Put the entries below into a numbered list with no blank lines, and leave the pictures out.
-- START MATERIAL FOR THE TASK --
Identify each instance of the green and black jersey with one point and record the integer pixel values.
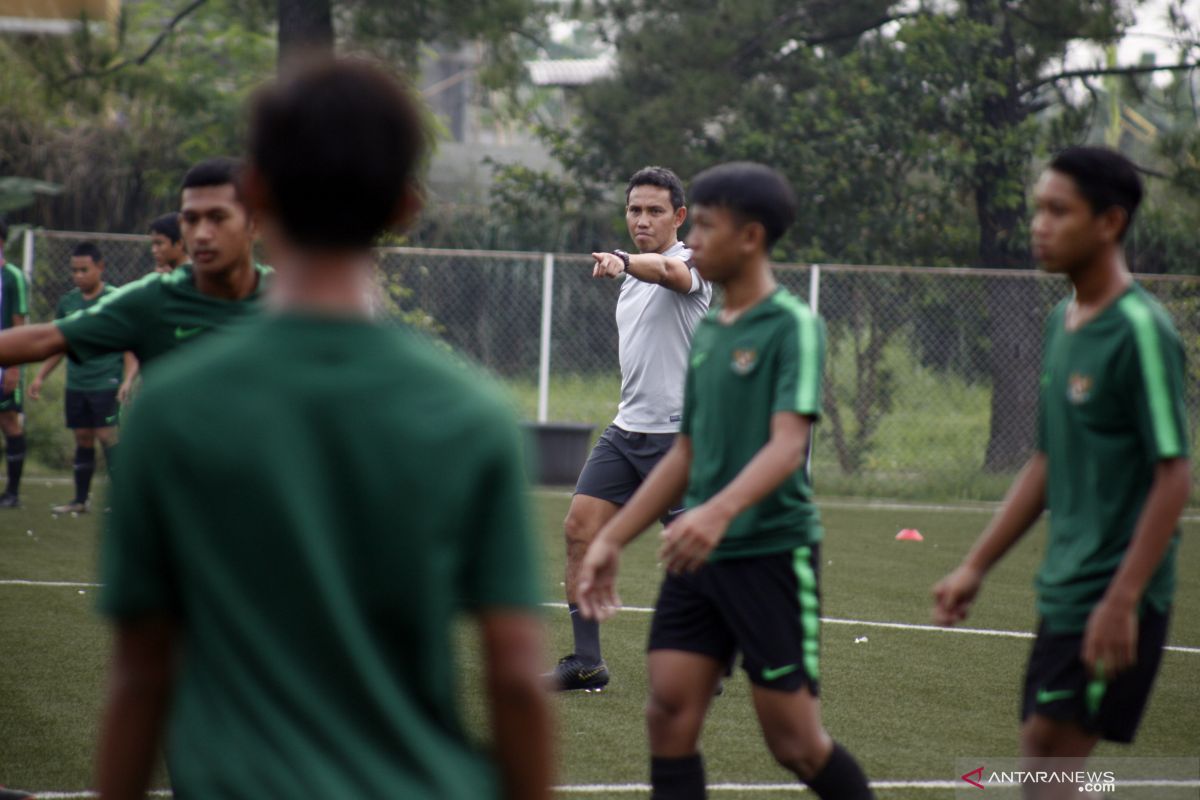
(317, 560)
(13, 296)
(768, 360)
(1111, 405)
(153, 316)
(103, 372)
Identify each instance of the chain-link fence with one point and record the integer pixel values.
(931, 373)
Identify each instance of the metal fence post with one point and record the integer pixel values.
(28, 264)
(547, 307)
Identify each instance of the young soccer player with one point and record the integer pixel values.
(1111, 467)
(157, 313)
(167, 244)
(661, 299)
(90, 403)
(743, 560)
(303, 569)
(13, 314)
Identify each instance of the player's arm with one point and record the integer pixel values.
(520, 711)
(1024, 504)
(30, 343)
(661, 491)
(649, 268)
(1110, 642)
(691, 537)
(138, 697)
(48, 366)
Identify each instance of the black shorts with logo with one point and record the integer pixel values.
(619, 463)
(91, 409)
(1059, 687)
(767, 607)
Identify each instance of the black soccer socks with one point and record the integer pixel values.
(84, 468)
(841, 779)
(677, 779)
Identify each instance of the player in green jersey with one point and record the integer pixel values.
(304, 569)
(1111, 467)
(157, 313)
(94, 386)
(743, 560)
(13, 314)
(167, 244)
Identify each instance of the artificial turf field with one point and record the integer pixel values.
(907, 702)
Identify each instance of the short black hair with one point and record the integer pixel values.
(754, 192)
(339, 143)
(1104, 178)
(215, 172)
(167, 226)
(87, 250)
(659, 176)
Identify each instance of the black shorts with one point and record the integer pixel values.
(767, 607)
(12, 401)
(1059, 687)
(619, 463)
(91, 409)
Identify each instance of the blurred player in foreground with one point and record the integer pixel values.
(742, 561)
(306, 504)
(1111, 467)
(95, 388)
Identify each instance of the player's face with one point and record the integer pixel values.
(216, 228)
(85, 274)
(653, 223)
(1067, 235)
(167, 254)
(719, 242)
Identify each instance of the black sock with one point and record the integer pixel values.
(841, 779)
(587, 636)
(109, 455)
(677, 779)
(85, 467)
(15, 455)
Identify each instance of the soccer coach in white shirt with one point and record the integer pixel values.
-- END MATERIAL FOR THE TASK --
WORKED ANSWER.
1. Identify each instance of the green and black jersey with one point and record the integer pixel values.
2. (317, 560)
3. (13, 296)
4. (768, 360)
5. (1111, 405)
6. (153, 316)
7. (103, 372)
8. Identify each instance of the chain-link fence with one point and record the integer pixel values.
9. (931, 373)
10. Identify each instance of the metal fence post with one point and record the integer pixel values.
11. (28, 264)
12. (547, 307)
13. Identify each instance of the young soccer player with one point and record the integer pixel values.
14. (1111, 467)
15. (157, 313)
16. (167, 244)
17. (661, 299)
18. (90, 403)
19. (743, 560)
20. (303, 569)
21. (13, 314)
22. Identify each instance of the player's arm with one point and record the integer pixel values.
23. (520, 711)
24. (1024, 504)
25. (30, 343)
26. (661, 491)
27. (649, 268)
28. (1110, 642)
29. (691, 537)
30. (138, 697)
31. (48, 366)
32. Identify each instance of the black shorts with logo with one point and record the integer pixel values.
33. (619, 463)
34. (91, 409)
35. (1059, 687)
36. (767, 607)
37. Identify each instance of the black soccer socks with one point and record the integer pixel values.
38. (84, 468)
39. (841, 779)
40. (677, 779)
41. Identify each instance of the player in green jersey with one point and record the integer pixel values.
42. (304, 569)
43. (1111, 467)
44. (157, 313)
45. (94, 386)
46. (743, 560)
47. (13, 314)
48. (167, 244)
49. Identify each instance of the artificial turf field with one point and record the integer pixel values.
50. (907, 702)
51. Identify each instance of the short black hair with one point and record the integer pixel values.
52. (754, 192)
53. (339, 143)
54. (1104, 178)
55. (215, 172)
56. (167, 226)
57. (87, 250)
58. (659, 176)
59. Identify each instance of the black shorts with one point and record the integer pixel values.
60. (767, 607)
61. (12, 401)
62. (1059, 687)
63. (619, 463)
64. (91, 409)
65. Identify each instance of the blurred player in foreground with one point and record the integer pixel values.
66. (742, 561)
67. (306, 504)
68. (1111, 467)
69. (95, 388)
70. Identify each instance of the player's face with one point and record the integer pixel values.
71. (216, 228)
72. (85, 274)
73. (653, 223)
74. (1067, 235)
75. (167, 254)
76. (719, 242)
77. Identify each instance of the black sock with one point and record the integer pixel values.
78. (841, 779)
79. (587, 636)
80. (109, 455)
81. (677, 779)
82. (85, 467)
83. (15, 455)
84. Identify each instance of the soccer coach in white shirt with one point and record the integer pixel values.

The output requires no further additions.